WORK TO BE COMPLETED: Starting at the line that contains "the sandy path" and ending at the last line of the records below, with both included, express those lines as a JSON list of strings, one per line, with blank lines left out.

_____

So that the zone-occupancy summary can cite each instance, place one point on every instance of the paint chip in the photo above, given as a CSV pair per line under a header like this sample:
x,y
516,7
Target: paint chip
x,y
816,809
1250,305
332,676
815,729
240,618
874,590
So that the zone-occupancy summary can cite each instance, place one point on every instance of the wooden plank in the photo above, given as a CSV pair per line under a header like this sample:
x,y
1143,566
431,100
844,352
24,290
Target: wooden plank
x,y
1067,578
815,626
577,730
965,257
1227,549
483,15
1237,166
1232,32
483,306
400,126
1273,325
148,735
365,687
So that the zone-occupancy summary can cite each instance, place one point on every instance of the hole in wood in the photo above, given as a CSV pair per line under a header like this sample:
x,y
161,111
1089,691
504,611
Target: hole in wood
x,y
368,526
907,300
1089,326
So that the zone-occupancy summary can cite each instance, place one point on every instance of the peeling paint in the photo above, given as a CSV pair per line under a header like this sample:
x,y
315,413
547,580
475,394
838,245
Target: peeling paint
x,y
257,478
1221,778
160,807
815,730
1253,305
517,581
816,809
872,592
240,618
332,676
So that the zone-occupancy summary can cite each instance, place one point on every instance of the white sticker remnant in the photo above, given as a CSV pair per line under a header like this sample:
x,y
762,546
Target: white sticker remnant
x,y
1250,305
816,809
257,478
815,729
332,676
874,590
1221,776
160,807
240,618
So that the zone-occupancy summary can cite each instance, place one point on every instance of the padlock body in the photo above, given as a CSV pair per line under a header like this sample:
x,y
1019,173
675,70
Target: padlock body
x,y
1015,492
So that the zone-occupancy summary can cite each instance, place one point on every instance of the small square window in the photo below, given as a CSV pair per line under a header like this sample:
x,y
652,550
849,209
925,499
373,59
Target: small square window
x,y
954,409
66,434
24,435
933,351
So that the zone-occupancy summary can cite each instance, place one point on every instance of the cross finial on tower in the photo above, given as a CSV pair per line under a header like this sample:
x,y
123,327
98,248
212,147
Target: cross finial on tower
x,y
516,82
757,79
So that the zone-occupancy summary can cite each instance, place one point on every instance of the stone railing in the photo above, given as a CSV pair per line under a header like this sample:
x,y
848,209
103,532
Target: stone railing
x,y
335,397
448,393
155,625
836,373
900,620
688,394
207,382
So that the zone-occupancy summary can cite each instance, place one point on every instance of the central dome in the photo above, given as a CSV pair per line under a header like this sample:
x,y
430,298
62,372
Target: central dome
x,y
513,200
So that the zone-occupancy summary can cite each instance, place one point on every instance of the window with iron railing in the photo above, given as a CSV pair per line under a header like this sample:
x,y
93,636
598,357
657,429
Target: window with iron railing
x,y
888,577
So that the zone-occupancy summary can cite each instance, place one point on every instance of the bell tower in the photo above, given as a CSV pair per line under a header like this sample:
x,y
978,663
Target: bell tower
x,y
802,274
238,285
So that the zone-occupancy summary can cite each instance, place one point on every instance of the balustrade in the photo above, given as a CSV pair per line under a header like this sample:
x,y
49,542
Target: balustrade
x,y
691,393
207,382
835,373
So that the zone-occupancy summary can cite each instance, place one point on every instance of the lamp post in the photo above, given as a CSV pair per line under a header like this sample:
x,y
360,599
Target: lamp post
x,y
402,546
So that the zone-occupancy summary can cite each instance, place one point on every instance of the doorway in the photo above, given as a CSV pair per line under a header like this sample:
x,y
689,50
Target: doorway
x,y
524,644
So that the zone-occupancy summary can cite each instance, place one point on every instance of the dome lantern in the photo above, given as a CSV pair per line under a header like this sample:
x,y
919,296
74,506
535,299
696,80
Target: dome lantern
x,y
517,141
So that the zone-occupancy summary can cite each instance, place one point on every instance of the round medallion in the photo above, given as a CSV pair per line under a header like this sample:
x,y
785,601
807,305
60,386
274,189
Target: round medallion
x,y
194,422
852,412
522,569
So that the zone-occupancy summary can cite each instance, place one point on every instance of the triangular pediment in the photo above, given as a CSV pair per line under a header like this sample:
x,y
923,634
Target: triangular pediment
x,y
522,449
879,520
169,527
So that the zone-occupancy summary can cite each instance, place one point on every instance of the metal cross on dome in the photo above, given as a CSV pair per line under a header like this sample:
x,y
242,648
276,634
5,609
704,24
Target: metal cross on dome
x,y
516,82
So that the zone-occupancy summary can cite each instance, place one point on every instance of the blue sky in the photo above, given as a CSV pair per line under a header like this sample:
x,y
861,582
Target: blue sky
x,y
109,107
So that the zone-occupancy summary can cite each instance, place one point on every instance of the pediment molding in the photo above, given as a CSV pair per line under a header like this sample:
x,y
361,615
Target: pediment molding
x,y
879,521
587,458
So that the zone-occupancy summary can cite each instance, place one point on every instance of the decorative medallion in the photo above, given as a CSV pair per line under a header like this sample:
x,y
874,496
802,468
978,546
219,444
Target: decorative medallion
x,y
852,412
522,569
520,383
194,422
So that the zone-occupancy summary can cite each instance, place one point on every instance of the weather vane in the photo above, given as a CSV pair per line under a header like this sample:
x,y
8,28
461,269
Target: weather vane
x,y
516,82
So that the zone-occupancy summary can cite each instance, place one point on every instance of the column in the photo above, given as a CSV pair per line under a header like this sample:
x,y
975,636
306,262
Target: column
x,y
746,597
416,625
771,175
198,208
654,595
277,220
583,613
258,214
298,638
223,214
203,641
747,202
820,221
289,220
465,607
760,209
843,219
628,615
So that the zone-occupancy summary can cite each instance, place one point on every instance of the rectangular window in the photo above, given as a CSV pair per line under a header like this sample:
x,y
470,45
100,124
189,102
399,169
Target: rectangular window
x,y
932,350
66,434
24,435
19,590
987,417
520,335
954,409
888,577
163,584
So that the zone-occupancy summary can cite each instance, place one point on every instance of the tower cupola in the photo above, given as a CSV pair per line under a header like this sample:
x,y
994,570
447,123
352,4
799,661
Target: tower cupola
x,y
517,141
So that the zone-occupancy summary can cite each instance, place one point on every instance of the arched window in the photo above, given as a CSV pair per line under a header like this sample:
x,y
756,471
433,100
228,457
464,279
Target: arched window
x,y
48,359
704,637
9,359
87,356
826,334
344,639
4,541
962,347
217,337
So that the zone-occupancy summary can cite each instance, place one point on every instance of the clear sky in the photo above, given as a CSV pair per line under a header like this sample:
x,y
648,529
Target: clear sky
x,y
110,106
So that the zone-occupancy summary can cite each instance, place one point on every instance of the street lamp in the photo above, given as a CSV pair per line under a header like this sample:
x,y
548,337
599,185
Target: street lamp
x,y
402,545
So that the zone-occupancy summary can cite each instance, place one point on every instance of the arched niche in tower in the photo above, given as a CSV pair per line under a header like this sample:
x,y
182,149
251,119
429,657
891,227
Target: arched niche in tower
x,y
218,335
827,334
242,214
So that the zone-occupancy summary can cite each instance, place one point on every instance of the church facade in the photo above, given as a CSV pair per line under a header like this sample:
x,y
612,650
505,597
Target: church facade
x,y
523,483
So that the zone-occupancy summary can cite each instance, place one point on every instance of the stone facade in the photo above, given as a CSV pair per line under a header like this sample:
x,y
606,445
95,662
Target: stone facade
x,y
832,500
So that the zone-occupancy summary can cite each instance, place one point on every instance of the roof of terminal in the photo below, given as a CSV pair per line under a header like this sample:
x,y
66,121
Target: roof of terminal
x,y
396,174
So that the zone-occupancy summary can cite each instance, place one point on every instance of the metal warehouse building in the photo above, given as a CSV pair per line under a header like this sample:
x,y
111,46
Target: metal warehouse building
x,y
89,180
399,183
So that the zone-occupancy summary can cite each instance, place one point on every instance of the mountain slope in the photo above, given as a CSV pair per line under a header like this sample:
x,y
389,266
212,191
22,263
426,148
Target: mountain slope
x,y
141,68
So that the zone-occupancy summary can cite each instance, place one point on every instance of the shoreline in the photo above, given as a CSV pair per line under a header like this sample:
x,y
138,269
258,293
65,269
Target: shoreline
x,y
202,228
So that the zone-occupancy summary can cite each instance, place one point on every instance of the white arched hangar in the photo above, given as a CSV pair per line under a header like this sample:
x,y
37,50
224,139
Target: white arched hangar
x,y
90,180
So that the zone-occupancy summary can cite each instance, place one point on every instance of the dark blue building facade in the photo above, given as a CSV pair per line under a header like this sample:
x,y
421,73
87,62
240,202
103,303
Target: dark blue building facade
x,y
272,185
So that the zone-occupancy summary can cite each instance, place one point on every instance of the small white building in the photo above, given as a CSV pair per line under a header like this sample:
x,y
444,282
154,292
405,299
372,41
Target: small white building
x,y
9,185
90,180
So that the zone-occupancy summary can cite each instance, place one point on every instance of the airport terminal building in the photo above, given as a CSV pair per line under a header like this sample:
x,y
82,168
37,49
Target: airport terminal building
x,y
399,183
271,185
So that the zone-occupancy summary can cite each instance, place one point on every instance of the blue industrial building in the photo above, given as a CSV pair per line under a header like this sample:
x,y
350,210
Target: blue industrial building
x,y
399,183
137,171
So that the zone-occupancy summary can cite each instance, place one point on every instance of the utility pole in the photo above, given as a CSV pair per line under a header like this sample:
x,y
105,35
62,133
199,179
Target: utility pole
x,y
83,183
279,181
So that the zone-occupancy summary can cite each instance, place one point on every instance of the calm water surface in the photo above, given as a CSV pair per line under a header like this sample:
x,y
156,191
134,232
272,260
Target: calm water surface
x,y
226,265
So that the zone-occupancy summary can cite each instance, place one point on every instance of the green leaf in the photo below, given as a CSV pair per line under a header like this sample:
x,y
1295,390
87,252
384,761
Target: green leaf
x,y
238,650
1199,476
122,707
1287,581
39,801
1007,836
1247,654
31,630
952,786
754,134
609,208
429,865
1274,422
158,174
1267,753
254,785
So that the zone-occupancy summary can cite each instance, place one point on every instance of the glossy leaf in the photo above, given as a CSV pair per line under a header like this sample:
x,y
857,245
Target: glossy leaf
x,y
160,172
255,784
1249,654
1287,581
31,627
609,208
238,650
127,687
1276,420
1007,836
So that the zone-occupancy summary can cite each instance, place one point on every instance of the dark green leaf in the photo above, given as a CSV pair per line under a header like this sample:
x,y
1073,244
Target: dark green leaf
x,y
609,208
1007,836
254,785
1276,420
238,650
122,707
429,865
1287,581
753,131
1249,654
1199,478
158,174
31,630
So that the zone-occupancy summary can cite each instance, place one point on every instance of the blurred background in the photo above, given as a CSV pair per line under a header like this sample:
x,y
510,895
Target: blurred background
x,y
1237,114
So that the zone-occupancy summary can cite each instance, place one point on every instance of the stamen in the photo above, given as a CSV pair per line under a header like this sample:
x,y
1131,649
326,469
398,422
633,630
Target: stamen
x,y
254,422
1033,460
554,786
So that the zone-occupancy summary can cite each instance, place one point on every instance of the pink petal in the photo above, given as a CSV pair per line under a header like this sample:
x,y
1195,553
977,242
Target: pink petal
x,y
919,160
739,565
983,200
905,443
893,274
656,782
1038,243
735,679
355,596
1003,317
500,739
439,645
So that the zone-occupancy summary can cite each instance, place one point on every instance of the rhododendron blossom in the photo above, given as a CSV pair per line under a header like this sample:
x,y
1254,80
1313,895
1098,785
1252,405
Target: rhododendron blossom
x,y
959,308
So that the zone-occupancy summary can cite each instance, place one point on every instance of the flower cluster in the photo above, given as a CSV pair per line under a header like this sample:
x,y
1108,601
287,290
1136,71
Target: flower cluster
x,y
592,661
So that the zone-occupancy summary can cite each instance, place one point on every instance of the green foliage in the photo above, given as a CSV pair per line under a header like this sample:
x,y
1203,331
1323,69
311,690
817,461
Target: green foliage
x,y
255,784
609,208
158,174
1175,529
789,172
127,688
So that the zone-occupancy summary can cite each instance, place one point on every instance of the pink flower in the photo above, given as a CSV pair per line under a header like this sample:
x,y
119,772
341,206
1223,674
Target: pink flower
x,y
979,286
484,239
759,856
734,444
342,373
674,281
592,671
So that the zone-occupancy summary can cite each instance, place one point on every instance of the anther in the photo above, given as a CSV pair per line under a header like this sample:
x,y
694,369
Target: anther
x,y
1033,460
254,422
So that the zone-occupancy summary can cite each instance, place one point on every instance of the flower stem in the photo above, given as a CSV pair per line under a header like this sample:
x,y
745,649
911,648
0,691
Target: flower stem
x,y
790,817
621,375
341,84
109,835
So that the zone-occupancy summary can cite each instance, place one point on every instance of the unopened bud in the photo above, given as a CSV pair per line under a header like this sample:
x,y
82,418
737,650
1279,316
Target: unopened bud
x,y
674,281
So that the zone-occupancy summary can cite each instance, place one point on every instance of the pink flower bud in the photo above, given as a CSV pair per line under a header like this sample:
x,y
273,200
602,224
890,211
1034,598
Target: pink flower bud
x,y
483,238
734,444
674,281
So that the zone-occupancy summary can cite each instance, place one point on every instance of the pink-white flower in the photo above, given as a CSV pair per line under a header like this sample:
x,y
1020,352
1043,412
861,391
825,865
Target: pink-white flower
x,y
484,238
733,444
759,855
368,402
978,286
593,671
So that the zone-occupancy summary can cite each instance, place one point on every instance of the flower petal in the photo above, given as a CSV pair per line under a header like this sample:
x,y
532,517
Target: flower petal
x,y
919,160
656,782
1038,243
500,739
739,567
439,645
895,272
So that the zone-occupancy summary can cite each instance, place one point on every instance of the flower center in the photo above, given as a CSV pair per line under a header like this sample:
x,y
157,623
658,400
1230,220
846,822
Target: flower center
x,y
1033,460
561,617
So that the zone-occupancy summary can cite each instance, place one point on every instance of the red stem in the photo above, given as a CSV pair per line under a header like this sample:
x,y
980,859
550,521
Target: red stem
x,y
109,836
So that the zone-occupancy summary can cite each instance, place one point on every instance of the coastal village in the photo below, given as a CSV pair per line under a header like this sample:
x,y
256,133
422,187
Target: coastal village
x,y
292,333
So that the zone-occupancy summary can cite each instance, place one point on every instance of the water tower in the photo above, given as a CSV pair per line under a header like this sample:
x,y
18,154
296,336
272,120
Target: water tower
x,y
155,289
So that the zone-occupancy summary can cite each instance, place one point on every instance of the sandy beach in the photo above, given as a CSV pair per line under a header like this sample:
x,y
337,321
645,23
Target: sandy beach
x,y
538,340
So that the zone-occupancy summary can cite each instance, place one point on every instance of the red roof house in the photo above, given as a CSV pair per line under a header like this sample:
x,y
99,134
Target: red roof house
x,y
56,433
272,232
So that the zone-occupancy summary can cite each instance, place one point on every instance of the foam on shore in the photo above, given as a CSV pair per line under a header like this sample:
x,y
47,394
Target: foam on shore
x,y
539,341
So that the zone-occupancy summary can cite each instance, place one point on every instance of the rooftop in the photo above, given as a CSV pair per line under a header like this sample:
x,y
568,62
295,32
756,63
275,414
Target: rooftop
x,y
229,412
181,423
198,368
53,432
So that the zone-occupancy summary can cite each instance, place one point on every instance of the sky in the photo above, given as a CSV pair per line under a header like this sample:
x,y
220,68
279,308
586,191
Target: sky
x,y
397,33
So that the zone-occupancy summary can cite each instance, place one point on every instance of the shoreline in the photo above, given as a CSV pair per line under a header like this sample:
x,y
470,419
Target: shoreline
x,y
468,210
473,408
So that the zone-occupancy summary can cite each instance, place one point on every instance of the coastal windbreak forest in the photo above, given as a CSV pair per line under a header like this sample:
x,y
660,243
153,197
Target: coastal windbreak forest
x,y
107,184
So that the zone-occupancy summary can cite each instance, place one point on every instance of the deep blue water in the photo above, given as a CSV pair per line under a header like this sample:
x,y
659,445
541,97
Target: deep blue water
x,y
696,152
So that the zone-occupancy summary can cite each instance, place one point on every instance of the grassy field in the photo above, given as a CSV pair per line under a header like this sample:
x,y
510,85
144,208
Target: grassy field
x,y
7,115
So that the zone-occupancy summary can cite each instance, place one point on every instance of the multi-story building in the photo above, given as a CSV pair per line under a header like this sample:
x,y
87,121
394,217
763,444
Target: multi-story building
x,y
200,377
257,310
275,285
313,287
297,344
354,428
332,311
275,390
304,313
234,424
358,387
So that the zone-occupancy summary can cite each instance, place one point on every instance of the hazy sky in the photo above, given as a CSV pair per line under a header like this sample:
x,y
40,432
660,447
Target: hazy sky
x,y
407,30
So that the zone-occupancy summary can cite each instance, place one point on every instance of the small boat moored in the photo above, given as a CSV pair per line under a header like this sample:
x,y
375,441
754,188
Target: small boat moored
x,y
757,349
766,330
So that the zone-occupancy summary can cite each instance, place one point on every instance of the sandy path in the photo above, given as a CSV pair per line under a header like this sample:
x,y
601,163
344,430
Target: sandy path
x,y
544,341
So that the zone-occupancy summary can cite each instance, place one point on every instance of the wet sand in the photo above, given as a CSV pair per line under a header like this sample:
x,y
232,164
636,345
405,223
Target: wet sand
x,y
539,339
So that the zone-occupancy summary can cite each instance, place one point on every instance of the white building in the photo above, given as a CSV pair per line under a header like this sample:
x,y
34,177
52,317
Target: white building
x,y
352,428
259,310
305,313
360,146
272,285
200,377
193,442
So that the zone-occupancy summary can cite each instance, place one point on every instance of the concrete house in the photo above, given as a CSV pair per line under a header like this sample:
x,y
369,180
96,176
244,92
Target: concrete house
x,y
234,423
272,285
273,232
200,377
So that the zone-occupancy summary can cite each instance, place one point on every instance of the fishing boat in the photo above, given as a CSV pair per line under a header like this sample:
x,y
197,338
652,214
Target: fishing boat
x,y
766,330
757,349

_____

FINAL ANSWER:
[
  "So that the zone-occupancy summary can cite each instance, place one point on every instance of the sandy path in the photo above, given as a CSV pair per line under a header like this sample:",
  "x,y",
  "601,163",
  "344,430",
  "Target: sandy path",
  "x,y",
  "544,341",
  "So that the zone-occupancy summary can cite each instance, place one point on every instance of the wet sand in the photo above, given as a CSV pair per line under a header like this sample:",
  "x,y",
  "232,164",
  "636,345",
  "405,223",
  "Target: wet sand",
  "x,y",
  "539,339",
  "So that the zone-occupancy summary can cite each instance, place one point on every instance of the white building in the photo above, given as a CSV pair per line under a header like this sample:",
  "x,y",
  "34,177",
  "52,317",
  "Target: white building",
  "x,y",
  "352,428",
  "259,310",
  "305,313",
  "360,146",
  "272,285",
  "200,377",
  "193,442",
  "So that the zone-occupancy summary can cite each instance, place one point on every instance of the concrete house in the photo above, given as a CSV pair per line under a header like this sample:",
  "x,y",
  "369,180",
  "96,176",
  "244,92",
  "Target: concrete house",
  "x,y",
  "234,423",
  "272,285",
  "273,232",
  "200,377",
  "So that the zone-occupancy summary can cite each instance, place one point on every instance of the fishing boat in the photo above, given as a CSV pair per line under a header like this sample:",
  "x,y",
  "197,338",
  "652,214",
  "Target: fishing boat",
  "x,y",
  "766,330",
  "757,349"
]